■ EXERCISE
Output only the lines from the one holding "Report the position of each instance of the cabinet" to the end of the data below, please, copied exactly.

****

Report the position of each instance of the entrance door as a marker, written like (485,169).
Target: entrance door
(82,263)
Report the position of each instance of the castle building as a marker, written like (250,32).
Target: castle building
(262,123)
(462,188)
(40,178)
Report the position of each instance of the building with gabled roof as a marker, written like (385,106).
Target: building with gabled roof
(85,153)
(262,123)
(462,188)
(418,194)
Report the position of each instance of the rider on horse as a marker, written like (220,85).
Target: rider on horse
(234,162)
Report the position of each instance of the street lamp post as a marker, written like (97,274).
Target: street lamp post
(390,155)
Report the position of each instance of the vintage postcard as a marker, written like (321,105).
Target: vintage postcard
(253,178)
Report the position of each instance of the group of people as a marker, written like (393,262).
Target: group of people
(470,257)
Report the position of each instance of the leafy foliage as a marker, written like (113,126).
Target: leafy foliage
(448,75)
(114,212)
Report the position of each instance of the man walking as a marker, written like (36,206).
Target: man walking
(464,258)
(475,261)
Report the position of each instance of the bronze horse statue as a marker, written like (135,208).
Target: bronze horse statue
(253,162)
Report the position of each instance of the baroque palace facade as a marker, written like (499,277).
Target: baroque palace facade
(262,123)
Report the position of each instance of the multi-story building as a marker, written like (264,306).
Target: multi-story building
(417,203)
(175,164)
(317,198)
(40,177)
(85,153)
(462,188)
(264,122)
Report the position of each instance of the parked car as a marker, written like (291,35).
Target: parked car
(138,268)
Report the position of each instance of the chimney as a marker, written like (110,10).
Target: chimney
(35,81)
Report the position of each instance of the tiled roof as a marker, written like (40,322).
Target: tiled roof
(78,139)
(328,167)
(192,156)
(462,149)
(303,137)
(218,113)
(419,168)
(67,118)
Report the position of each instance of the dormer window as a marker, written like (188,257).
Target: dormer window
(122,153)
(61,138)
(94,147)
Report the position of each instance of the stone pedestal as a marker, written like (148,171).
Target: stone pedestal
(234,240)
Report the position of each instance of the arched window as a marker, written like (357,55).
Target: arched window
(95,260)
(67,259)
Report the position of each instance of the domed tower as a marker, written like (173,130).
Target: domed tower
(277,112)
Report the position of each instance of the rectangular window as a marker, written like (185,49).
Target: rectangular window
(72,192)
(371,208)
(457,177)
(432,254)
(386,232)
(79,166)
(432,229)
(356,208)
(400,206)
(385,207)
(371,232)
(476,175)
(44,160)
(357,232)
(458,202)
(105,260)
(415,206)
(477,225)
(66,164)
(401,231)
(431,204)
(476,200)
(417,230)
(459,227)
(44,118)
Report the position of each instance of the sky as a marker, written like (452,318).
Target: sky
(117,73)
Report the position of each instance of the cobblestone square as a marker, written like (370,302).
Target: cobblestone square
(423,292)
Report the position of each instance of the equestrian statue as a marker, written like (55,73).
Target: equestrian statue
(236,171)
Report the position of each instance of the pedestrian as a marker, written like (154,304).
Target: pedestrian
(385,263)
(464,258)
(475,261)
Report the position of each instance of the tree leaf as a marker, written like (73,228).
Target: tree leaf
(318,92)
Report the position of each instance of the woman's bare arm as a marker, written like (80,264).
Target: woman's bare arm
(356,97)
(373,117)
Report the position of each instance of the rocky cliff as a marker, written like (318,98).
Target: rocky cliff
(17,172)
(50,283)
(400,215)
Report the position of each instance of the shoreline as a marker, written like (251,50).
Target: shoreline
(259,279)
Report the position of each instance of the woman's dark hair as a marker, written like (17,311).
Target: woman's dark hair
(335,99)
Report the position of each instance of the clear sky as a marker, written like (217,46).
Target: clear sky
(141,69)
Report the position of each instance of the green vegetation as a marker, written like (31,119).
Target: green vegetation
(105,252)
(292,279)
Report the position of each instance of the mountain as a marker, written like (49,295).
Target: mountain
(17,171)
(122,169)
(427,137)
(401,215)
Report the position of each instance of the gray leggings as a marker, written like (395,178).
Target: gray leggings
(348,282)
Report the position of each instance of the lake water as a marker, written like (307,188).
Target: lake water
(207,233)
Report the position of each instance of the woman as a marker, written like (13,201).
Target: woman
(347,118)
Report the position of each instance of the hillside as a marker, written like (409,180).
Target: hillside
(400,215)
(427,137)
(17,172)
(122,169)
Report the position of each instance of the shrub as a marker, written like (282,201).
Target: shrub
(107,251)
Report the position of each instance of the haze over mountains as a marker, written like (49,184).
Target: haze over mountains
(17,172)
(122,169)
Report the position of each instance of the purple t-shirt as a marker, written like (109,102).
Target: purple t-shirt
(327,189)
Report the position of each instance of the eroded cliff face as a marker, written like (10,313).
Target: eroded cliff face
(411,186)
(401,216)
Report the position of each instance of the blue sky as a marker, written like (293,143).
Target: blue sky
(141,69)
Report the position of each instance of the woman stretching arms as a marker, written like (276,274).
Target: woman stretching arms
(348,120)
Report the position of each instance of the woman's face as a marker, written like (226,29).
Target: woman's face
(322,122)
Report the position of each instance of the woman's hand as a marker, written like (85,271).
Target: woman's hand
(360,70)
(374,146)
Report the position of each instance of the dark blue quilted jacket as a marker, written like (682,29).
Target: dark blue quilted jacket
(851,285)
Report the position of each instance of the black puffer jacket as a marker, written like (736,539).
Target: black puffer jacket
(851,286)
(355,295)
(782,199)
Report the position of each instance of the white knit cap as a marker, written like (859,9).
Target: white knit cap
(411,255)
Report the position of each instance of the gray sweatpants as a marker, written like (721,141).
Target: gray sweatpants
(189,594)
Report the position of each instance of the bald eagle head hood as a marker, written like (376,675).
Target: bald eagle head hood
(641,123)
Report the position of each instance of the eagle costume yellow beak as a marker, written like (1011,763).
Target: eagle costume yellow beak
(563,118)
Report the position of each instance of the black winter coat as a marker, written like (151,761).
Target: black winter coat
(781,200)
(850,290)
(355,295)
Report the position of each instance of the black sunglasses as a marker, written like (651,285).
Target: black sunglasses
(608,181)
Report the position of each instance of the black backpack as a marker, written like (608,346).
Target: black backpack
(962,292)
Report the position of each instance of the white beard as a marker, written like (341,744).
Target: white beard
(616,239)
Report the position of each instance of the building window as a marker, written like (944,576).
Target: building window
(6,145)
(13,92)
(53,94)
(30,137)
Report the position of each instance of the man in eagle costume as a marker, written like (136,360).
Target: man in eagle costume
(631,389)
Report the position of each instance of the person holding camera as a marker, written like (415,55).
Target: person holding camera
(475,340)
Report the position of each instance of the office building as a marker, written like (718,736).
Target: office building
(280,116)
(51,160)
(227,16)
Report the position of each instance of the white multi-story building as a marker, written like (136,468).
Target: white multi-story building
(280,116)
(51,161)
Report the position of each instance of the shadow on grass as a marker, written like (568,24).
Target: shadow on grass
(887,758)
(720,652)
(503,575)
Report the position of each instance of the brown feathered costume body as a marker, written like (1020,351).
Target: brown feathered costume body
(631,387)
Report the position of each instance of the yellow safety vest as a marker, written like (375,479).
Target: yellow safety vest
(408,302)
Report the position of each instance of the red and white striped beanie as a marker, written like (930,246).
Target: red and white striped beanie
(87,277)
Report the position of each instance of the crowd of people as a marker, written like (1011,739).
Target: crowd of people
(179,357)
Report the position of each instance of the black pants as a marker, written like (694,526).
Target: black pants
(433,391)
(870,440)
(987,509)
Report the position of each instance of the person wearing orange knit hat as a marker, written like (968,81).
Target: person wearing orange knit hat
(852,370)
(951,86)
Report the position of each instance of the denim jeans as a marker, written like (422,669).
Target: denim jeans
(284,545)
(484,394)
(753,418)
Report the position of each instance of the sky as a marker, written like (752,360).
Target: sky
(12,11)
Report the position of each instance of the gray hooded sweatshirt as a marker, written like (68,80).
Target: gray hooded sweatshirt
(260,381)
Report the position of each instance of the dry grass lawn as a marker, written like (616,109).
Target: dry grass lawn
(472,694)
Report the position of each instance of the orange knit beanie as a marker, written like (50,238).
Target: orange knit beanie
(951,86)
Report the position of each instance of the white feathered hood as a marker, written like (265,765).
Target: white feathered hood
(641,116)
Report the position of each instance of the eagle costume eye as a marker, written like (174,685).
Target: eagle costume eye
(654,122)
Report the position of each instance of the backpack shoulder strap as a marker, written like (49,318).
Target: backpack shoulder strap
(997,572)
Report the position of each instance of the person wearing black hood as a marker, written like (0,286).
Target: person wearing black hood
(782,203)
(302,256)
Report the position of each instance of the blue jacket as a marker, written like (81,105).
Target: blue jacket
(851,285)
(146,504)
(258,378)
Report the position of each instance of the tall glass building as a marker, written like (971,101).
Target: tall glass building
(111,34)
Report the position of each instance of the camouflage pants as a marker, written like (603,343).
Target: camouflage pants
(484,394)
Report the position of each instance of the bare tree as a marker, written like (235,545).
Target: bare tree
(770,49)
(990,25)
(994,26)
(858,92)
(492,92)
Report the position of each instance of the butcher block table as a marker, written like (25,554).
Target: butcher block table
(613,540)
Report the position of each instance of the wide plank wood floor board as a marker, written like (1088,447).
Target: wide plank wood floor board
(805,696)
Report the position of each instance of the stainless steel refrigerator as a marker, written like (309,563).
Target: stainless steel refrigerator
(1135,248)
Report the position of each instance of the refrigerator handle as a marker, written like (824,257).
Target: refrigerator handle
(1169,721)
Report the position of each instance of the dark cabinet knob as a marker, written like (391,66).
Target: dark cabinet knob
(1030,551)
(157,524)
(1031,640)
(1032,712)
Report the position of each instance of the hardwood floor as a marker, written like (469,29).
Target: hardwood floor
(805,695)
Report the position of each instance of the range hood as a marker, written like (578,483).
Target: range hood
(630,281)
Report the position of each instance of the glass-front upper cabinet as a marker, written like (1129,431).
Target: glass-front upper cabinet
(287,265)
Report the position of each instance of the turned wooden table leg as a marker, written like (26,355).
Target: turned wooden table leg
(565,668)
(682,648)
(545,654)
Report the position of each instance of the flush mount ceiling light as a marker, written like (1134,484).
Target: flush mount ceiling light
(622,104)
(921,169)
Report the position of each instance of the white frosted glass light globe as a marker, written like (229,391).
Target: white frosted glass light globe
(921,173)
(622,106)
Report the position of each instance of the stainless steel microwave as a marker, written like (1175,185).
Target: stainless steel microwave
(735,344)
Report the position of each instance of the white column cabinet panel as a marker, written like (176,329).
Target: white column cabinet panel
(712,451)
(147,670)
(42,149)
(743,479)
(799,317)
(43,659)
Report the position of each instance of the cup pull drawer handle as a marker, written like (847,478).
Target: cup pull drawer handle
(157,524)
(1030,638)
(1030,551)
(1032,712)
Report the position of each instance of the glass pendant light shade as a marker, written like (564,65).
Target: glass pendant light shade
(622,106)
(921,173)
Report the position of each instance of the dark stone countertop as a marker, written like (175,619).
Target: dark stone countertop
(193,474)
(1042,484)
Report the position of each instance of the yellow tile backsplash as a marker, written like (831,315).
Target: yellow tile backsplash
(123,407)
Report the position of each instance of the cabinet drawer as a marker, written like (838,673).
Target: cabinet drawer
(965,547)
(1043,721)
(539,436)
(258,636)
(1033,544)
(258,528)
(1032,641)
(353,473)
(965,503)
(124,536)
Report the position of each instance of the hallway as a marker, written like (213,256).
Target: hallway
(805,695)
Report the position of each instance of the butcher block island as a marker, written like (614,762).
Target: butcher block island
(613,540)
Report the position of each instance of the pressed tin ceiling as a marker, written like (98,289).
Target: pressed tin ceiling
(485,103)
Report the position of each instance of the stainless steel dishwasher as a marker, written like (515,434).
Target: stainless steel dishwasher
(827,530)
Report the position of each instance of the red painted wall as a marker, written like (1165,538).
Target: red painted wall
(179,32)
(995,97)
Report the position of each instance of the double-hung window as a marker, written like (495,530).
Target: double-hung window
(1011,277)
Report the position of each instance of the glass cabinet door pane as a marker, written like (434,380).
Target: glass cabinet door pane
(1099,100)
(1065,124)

****

■ CORRECT ANSWER
Report the position of each instance of the cabinet drawer as a marker, written like (838,673).
Target: cabinet drawer
(965,547)
(1043,721)
(539,436)
(258,636)
(1033,544)
(258,528)
(1032,641)
(353,473)
(965,503)
(124,536)
Report the position of each instance of the hallway as a marker, written like (213,256).
Target: hallway
(805,695)
Report the position of each instance of the butcher block island as a marker, written like (614,762).
Target: butcher block island
(613,540)
Report the position of each instance of the pressed tin ceiling as a marker, written like (98,289).
Target: pressed tin ceiling
(485,103)
Report the position of each instance of the stainless steel dishwasher as a marker, written like (515,434).
Target: stainless steel dishwasher
(827,530)
Report the position of each instance of the red painted wall as a marker, written like (1165,538).
Target: red painted wall
(179,32)
(995,97)
Report the position of each instance of the double-hung window as a marker, written like (495,530).
Target: double-hung window
(1011,277)
Report the position of each instance of the glass cabinet door pane as a marker, written like (434,380).
Target: glass cabinet door pane
(1099,100)
(1065,124)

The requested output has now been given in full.